### [Información proporcionada]
☆ ☆ ☆ ☆

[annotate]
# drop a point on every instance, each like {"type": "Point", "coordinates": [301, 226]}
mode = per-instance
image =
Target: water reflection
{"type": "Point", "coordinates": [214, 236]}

☆ ☆ ☆ ☆

### [Problema breve]
Duplica sin ningún cambio todas las líneas del material anterior.

### [Resultado del ejercicio]
[annotate]
# drop a point on every instance, each like {"type": "Point", "coordinates": [301, 226]}
mode = per-instance
image =
Target: water reflection
{"type": "Point", "coordinates": [214, 236]}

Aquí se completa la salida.